As conclusões do estudo não se correspondem com o aumento crescente de mulheres nas carreiras universitárias de direito, que são maioria em muitos países. Também contrasta com o que ocorre na França, onde há uma maioria crescente de juízas, segundo a especialista Anne Boigeol, do Centro Nacional de Pesquisa Científica. O trabalho foi feito com base na pesquisa de igual de homens e de mulheres que trabalham como promotores e em tribunais de diferentes instâncias, incluindo magistrados de tribunais supremos dos seis países. Dessa forma foram comprovados “problemas comuns e também particularidades de cada país”, explicou Caicedo durante a apresentação do estudo.
Em todos os países estudados, os homens são maioria entre juizes e promotores. Na Argentina, os homens são quase 64%, na Bolívia 61%, no Peru 65% no Equador chegam a 83%. Por outro lado, na Colômbia a proporção de homens cai para 52% no Chile para 56%. O principal destino das mulheres é a área do direito de família, considerado socialmente como o mais ligado ao mundo feminino e o de menos prestígio profissional. Mas também há maior acesso de mulheres em tribunais novos, como ocorre na Argentina e no Chile, ou naqueles onde há restrições de ação positiva, como na cidade de Buenos Aires.
----
--- TAREFA ---
Reescreva o trecho do texto sobre mulheres na magistratura entre "Em todos os" e "de Buenos Aires.", inclusive, trocando "direito de família" por "direito do trabalho".

--- TRECHOS DOS REGISTROS ---
----
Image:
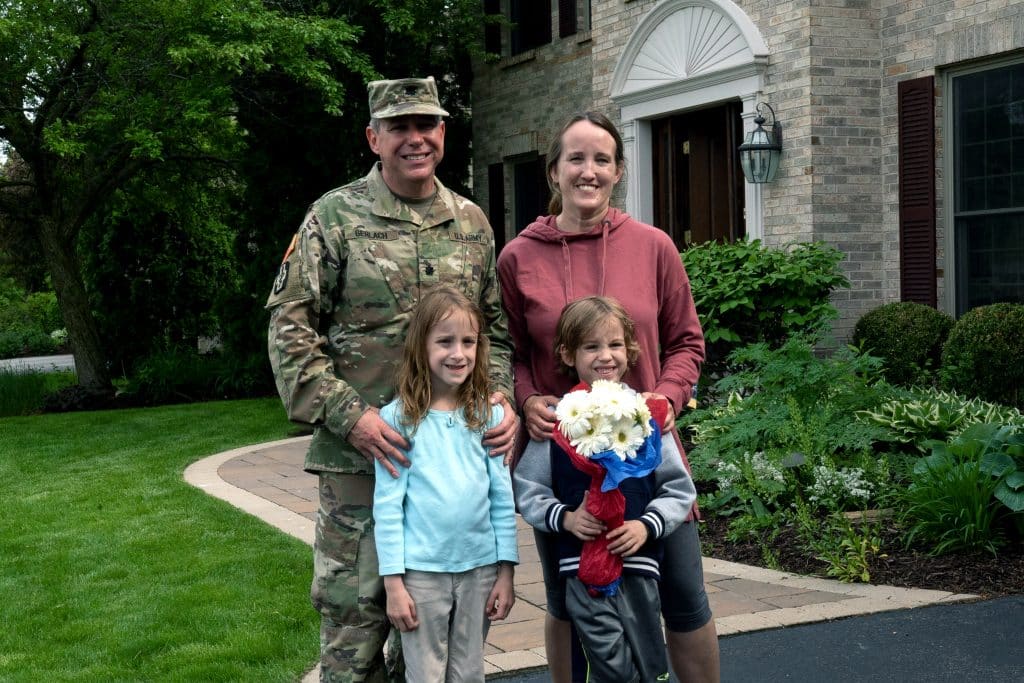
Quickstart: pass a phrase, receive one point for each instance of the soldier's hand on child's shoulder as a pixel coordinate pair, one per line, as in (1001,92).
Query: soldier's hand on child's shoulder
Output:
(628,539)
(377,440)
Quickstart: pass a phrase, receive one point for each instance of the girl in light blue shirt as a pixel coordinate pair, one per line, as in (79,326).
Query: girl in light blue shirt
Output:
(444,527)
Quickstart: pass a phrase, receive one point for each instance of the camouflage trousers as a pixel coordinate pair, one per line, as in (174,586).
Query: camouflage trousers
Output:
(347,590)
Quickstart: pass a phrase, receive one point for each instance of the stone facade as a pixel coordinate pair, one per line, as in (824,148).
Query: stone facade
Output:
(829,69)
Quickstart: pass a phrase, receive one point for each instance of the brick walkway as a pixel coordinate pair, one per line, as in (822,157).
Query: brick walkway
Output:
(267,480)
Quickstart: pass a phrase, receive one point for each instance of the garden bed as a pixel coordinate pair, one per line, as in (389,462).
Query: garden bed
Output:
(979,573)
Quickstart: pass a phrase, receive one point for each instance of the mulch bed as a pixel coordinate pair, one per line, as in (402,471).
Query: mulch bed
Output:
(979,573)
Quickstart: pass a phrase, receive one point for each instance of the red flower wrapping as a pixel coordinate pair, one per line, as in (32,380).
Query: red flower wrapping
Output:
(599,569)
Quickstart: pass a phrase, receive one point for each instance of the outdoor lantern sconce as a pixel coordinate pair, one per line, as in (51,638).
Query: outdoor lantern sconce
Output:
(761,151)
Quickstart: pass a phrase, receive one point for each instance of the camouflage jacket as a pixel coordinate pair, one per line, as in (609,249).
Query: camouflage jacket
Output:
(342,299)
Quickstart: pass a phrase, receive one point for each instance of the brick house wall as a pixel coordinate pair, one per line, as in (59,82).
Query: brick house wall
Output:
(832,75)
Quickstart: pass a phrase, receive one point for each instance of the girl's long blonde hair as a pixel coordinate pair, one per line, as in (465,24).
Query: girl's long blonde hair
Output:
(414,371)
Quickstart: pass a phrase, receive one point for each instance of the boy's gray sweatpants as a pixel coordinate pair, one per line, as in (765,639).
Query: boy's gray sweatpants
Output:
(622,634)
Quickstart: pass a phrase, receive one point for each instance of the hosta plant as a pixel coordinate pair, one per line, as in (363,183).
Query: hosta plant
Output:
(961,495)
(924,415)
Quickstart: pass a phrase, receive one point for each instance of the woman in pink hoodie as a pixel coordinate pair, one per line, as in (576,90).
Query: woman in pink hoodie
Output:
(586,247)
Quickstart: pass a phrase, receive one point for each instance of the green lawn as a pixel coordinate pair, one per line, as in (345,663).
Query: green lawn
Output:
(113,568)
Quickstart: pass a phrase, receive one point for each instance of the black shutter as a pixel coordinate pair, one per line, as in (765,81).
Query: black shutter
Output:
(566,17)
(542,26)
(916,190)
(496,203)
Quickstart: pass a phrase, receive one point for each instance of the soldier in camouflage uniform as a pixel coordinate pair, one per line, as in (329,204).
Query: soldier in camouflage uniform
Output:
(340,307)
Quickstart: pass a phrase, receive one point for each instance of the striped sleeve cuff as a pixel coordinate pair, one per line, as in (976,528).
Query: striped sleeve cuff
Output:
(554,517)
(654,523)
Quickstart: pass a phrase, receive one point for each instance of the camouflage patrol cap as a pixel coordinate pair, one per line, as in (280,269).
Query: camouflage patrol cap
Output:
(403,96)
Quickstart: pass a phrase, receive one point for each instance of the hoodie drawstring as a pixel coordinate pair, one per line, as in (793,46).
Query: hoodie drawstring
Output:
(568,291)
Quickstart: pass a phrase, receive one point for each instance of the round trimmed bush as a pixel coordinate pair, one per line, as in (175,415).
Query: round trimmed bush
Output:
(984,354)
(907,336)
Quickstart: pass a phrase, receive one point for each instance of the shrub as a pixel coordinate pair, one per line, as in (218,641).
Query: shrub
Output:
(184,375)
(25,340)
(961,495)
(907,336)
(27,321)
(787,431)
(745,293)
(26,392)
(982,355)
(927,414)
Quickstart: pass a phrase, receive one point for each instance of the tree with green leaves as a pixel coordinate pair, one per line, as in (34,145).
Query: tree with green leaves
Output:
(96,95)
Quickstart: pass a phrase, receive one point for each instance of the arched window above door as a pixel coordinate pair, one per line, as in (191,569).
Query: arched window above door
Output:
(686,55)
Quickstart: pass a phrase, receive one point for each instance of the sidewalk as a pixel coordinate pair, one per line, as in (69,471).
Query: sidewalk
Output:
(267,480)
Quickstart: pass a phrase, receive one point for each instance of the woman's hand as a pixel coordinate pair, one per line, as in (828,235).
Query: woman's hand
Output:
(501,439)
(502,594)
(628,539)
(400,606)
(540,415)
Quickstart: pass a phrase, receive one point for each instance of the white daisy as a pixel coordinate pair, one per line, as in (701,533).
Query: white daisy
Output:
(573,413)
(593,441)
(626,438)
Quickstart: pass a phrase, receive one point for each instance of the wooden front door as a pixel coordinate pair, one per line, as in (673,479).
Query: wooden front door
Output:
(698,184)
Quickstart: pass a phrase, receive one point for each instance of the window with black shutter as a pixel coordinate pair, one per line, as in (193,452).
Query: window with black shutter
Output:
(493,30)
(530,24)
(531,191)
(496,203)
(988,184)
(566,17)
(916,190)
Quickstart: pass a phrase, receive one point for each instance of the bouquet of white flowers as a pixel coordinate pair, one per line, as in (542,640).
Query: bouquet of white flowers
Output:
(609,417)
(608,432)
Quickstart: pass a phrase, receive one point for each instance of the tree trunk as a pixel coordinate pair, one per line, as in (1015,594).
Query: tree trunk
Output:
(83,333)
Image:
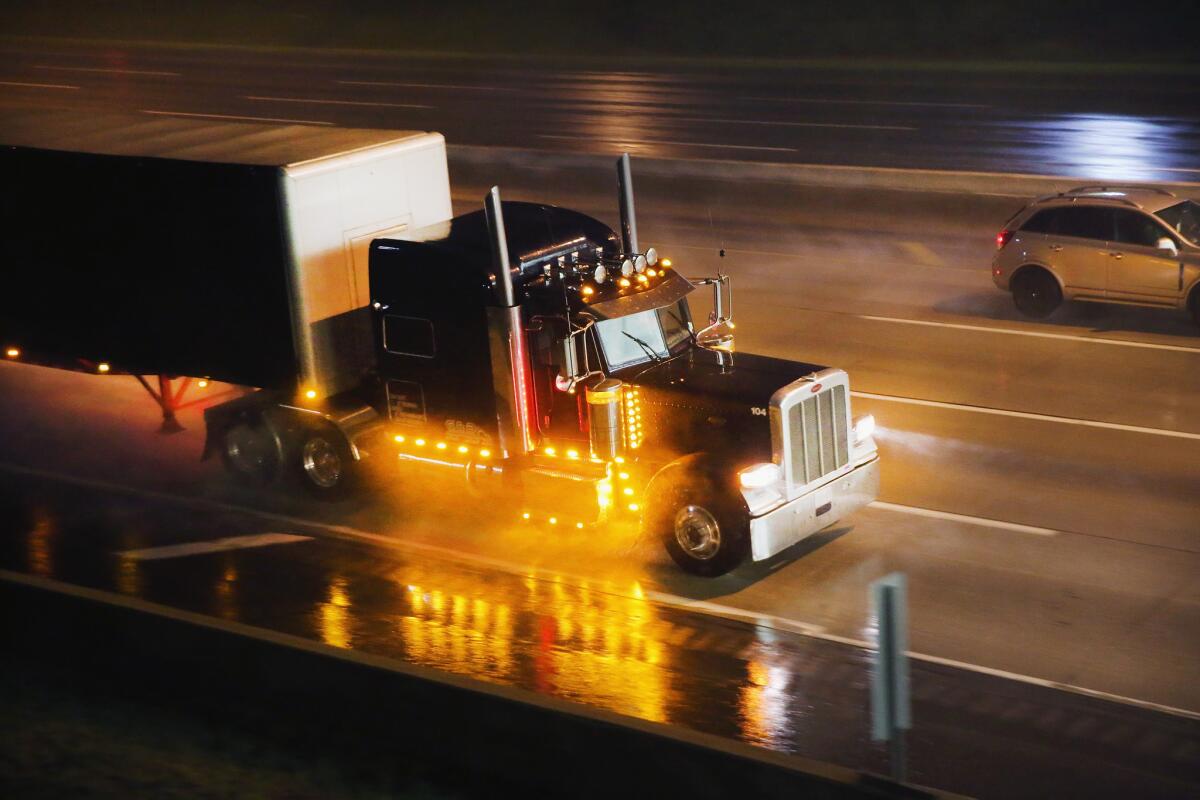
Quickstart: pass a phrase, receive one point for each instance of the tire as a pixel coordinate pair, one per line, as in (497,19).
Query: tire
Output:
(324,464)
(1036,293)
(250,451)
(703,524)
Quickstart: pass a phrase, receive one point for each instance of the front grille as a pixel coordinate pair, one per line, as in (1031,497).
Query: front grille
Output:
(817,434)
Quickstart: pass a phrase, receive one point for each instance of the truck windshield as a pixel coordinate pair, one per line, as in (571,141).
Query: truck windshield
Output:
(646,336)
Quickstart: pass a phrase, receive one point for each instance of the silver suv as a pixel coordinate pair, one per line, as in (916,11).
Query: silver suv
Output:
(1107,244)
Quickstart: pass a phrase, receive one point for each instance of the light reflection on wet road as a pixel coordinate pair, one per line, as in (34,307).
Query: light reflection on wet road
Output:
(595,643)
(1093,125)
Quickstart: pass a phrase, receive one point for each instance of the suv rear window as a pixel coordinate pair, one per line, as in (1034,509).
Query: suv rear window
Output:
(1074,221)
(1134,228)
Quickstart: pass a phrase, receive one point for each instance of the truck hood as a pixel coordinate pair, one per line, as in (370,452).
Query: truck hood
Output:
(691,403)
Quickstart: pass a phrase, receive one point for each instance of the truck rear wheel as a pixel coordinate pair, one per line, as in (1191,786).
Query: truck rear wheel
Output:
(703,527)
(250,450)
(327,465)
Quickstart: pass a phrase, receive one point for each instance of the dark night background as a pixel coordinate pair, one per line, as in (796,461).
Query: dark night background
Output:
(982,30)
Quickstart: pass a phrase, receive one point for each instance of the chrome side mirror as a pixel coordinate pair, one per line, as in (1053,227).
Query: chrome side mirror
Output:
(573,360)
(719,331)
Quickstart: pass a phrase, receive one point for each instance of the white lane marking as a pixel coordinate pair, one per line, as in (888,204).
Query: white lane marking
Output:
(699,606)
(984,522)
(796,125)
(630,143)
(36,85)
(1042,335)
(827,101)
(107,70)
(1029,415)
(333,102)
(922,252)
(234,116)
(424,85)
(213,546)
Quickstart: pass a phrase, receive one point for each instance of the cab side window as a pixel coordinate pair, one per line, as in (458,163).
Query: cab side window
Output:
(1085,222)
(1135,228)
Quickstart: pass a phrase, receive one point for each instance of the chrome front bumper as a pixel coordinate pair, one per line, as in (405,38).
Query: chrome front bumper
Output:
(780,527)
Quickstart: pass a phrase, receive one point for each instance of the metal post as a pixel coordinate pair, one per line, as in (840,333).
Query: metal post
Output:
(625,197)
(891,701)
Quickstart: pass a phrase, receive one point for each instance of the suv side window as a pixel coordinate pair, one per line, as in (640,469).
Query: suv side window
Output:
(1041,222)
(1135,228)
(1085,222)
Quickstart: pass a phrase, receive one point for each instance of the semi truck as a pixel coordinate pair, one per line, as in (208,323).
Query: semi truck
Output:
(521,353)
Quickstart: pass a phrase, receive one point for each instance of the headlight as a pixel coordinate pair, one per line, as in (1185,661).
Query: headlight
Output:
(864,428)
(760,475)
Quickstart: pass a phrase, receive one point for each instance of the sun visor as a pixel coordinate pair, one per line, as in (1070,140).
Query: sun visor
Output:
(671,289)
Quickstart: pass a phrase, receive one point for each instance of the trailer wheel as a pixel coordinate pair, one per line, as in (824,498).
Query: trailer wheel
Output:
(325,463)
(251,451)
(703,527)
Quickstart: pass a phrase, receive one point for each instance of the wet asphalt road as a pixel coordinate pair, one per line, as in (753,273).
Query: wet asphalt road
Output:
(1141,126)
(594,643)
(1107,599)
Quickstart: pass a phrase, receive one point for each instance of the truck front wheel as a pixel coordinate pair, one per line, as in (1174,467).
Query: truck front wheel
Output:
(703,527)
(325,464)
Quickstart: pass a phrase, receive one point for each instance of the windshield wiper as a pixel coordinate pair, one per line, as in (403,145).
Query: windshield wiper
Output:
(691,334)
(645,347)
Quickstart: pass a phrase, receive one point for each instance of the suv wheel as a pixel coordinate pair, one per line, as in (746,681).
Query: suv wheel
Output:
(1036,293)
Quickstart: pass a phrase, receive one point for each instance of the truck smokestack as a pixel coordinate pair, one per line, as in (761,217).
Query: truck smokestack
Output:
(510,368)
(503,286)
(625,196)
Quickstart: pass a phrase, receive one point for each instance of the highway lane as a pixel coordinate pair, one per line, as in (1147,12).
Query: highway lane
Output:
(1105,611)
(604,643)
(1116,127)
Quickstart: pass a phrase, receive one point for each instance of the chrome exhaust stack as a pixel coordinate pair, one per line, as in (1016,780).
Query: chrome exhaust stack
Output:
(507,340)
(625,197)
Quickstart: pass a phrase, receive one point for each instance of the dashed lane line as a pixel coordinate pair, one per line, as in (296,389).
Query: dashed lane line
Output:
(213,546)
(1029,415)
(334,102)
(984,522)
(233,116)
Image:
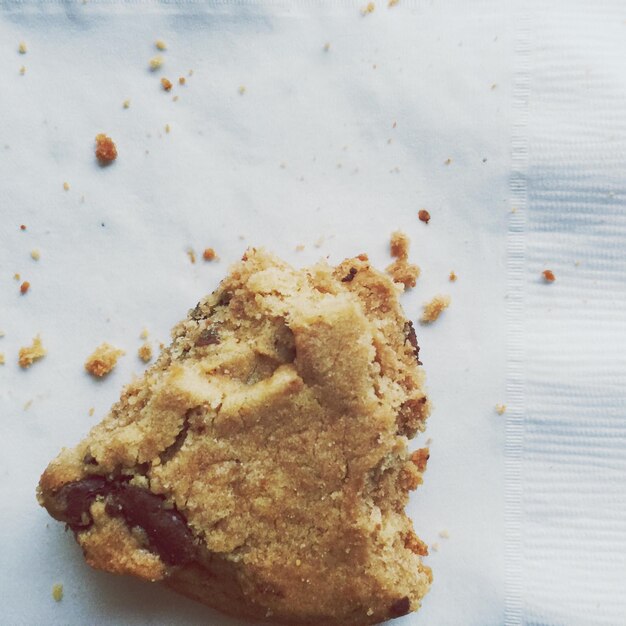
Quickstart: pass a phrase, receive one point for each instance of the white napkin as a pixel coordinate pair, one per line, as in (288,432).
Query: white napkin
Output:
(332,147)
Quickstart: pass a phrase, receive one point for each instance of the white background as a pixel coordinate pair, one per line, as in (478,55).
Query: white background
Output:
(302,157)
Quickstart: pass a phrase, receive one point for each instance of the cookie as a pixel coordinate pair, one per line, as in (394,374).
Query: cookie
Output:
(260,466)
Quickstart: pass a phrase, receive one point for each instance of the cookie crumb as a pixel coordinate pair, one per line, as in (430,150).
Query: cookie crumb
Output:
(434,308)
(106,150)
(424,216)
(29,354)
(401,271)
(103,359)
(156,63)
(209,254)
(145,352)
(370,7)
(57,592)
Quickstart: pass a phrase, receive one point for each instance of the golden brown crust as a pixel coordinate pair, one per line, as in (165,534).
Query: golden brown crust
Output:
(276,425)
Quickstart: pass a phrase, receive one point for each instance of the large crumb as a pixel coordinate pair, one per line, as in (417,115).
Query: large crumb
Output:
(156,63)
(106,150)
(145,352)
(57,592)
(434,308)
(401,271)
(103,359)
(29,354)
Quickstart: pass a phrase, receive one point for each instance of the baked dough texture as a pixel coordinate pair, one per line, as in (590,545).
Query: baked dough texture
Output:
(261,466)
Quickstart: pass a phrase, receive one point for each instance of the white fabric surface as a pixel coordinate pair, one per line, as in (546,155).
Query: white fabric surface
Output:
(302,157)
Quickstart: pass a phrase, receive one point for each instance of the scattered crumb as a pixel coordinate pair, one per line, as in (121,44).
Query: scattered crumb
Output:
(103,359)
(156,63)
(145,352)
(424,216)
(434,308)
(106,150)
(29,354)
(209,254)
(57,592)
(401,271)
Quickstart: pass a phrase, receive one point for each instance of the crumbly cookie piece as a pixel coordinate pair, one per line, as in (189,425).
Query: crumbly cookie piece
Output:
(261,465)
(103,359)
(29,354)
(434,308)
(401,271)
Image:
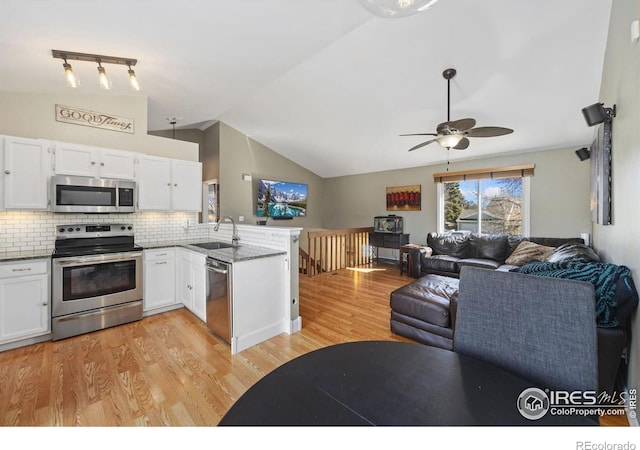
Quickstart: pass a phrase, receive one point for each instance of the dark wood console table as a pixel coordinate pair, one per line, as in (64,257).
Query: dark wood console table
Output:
----
--- RESPOSTA AO EXERCÍCIO ---
Em todos os países estudados, os homens são maioria entre juizes e promotores. Na Argentina, os homens são quase 64%, na Bolívia 61%, no Peru 65% no Equador chegam a 83%. Por outro lado, na Colômbia a proporção de homens cai para 52% no Chile para 56%. O principal destino das mulheres é a área do direito do trabalho, considerado socialmente como o mais ligado ao mundo feminino e o de menos prestígio profissional. Mas também há maior acesso de mulheres em tribunais novos, como ocorre na Argentina e no Chile, ou naqueles onde há restrições de ação positiva, como na cidade de Buenos Aires.